Records from a collection:

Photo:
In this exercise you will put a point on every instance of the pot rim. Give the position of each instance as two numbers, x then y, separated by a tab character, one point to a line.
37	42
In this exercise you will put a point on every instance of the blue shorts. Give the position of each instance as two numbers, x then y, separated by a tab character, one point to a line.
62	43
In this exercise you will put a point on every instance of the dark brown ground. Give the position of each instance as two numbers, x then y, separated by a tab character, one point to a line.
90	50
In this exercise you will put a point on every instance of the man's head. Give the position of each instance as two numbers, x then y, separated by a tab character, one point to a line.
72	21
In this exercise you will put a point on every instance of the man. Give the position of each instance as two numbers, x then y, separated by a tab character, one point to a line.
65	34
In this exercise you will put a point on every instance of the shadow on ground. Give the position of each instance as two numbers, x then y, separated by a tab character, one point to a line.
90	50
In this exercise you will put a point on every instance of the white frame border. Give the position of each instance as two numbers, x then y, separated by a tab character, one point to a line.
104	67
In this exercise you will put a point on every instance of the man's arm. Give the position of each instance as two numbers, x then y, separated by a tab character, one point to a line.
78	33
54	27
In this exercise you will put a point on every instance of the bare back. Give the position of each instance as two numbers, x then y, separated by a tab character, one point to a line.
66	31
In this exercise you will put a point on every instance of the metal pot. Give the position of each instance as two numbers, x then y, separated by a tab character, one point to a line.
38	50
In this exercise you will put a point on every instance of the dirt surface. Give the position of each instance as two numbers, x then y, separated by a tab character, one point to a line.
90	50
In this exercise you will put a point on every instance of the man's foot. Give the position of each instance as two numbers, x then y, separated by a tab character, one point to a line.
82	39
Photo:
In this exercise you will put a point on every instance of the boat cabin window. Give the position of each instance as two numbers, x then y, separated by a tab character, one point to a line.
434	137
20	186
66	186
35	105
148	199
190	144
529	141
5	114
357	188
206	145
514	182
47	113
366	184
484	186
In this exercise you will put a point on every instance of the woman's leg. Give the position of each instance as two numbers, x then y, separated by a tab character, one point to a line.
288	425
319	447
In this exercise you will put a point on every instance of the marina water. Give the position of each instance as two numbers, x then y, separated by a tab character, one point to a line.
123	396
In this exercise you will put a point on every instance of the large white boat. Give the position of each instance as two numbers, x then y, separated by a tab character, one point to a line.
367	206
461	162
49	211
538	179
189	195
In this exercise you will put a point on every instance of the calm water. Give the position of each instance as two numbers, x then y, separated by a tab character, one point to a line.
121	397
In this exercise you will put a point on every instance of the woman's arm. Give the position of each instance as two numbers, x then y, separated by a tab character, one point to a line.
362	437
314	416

# AIM OF THE TASK
Retype each entry exactly, leaving none of them out.

# RESPONSE TO THE EXERCISE
Photo:
In this exercise you will put a point on every instance of the pot rim. Give the position of each instance as two numbers, x then y, separated by a tab character, one point to a line.
37	42
In this exercise you will put a point on every instance of the blue shorts. Give the position of each instance as two numbers, x then y, separated by a tab character, one point to a line.
62	43
In this exercise you will put a point on every instance of the dark brown ground. Give the position of each instance as two numbers, x then y, separated by a tab character, one point to a line.
90	50
In this exercise you will put a point on every instance of the man's head. Give the position of each instance as two numbers, x then y, separated by a tab character, one point to a line.
72	21
In this exercise you will put a point on every instance of the man. Give the position of each instance as two numbers, x then y, separated by a tab character, one point to a line.
65	34
In this exercise you will put a point on every instance of the shadow on ground. Give the position of each instance as two numbers, x then y, separated by a tab character, one point to a line.
90	50
In this exercise you will put a point on every instance of the white frame border. Give the position of each instance as two numbers, x then y, separated by a tab character, one point to a line.
104	67
In this exercise you will put a point on every instance of the man's arm. Give the position of each instance as two numbers, x then y, separated by a tab character, one point to a line.
78	33
54	27
In this exercise you will put a point on every instance of the bare back. Give the position of each instance as two numbers, x then y, separated by a tab character, one point to a line.
66	31
In this exercise you will put a point on every instance of the metal pot. Give the position of each instance as two numbers, x then y, separated by a tab character, one point to a line.
38	50
In this exercise you will put a point on every instance of the dirt surface. Give the position of each instance as two numbers, x then y, separated by a tab character, one point to a line.
90	50
In this exercise you will put a point on every instance of the man's foot. Give the position of each instance as two numbers, x then y, separated by a tab character, one point to a line.
82	39
Photo:
In this exercise you will put a point on every instance of the boat cabin window. Give the position of each instance as two numbers, x then y, separated by a tab character, one point to a line.
434	137
20	186
66	186
35	105
148	199
190	144
529	141
5	114
357	188
206	145
514	182
47	113
366	184
484	186
In this exercise you will put a point on every instance of the woman's leg. Give the position of each instance as two numbers, x then y, separated by a tab character, one point to a line.
288	425
319	447
In this exercise you will put a point on every instance of the marina water. Give the position of each instance as two numbers, x then y, separated by a tab character, one point to a line.
123	396
In this exercise you will put a point on every instance of the large white boat. Give the position of each instance as two numbers, x then y, separated by a tab character, one point to a line.
367	206
461	162
49	211
538	179
189	195
In this exercise you will put a point on every instance of the calm water. Give the position of each instance as two numbers, x then y, separated by a tab character, one point to a line.
121	397
In this exercise you will put a point on every instance of the woman's arm. Give the position of each instance as two numbers, x then y, separated by a tab character, one point to a line.
362	437
314	416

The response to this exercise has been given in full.